### DOCUMENT EXTRACT
Proposal to introduce an inline preprocessor step

If we decide to move forward with the transition from substitutions to a formal grammar (#16 (closed)) to define the inline syntax in AsciiDoc, which looks probable, it will require rethinking how attribute references and inline passthroughs are processed. This issue identifies an inherent conflict in the inline syntax and offers several proposals for how to solve it. The leading proposal is to introduce an inline preprocessor step.

Challenges

The primary issue with parsing the inline syntax using grammar rules is dealing with attribute references. We can’t consider attribute references without also considering inline passthroughs. So, in fact, there are two markup elements that present a problem: attribute references and inline passthroughs. At first glance, it may seem as though these are just part of the parsable grammar. However, there are expected behaviors with both markup elements that can fundamentally change the stream of text being parsed, and thus what gets interpreted.

Based on how AsciiDoc is currently processed in Asciidoctor, attribute references are replaced after the quotes substitution (i.e., marked text), which itself happens after the specialchars substitution. When an attribute reference is replaced, there’s an expectation that the value of that attribute is considered when parsing the text (or at least the remaining substitutions, notably macros). If the attribute reference were treated as merely a node in the parse tree, it would be too late for the resolved value to influence the parsing. It’s also not possible to go back and reparse the input at this stage as it’s no longer in text form, but rather in the form of a parse tree. That's why we say that there is an inherent conflict in the syntax (at least when trying applying a formal grammar to it).

Consider the case of a URL macro where the URL is stored in an attribute (e.g., {url-chat}[Chat]). It’s not possible to replace the attribute reference, then back up to parse the text that it added. One, because most parsing models don’t support modifying the input mid-parse or backtracing. But two, even if it could, how far back would you go to look for markup? It’s not obvious or deterministic.

### STORED DATA
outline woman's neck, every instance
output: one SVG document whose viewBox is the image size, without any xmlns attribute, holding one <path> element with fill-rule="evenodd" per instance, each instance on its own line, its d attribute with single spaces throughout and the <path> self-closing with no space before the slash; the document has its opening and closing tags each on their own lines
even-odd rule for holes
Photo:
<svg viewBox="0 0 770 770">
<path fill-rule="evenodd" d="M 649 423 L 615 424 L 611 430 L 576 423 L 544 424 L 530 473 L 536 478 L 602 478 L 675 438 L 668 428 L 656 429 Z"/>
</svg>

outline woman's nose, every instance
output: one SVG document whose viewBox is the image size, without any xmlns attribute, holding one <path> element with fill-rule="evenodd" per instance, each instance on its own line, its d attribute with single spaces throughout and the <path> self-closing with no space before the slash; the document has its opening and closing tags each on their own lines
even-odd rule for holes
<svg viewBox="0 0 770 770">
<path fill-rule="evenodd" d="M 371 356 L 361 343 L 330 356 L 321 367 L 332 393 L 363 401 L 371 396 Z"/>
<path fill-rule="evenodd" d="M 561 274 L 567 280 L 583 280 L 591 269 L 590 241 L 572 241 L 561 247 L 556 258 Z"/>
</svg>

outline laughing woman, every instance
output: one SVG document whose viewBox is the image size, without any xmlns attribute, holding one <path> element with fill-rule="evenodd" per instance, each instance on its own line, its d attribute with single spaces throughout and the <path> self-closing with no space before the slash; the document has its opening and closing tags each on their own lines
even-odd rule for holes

### WHAT YOU HAVE TO DO
Copy out the entire inline preprocessor proposal above, word for word, with no changes.

### RESPONSE TO THIS EXERCISE
Proposal to introduce an inline preprocessor step

If we decide to move forward with the transition from substitutions to a formal grammar (#16 (closed)) to define the inline syntax in AsciiDoc, which looks probable, it will require rethinking how attribute references and inline passthroughs are processed. This issue identifies an inherent conflict in the inline syntax and offers several proposals for how to solve it. The leading proposal is to introduce an inline preprocessor step.

Challenges

The primary issue with parsing the inline syntax using grammar rules is dealing with attribute references. We can’t consider attribute references without also considering inline passthroughs. So, in fact, there are two markup elements that present a problem: attribute references and inline passthroughs. At first glance, it may seem as though these are just part of the parsable grammar. However, there are expected behaviors with both markup elements that can fundamentally change the stream of text being parsed, and thus what gets interpreted.

Based on how AsciiDoc is currently processed in Asciidoctor, attribute references are replaced after the quotes substitution (i.e., marked text), which itself happens after the specialchars substitution. When an attribute reference is replaced, there’s an expectation that the value of that attribute is considered when parsing the text (or at least the remaining substitutions, notably macros). If the attribute reference were treated as merely a node in the parse tree, it would be too late for the resolved value to influence the parsing. It’s also not possible to go back and reparse the input at this stage as it’s no longer in text form, but rather in the form of a parse tree. That's why we say that there is an inherent conflict in the syntax (at least when trying applying a formal grammar to it).

Consider the case of a URL macro where the URL is stored in an attribute (e.g., {url-chat}[Chat]). It’s not possible to replace the attribute reference, then back up to parse the text that it added. One, because most parsing models don’t support modifying the input mid-parse or backtracing. But two, even if it could, how far back would you go to look for markup? It’s not obvious or deterministic.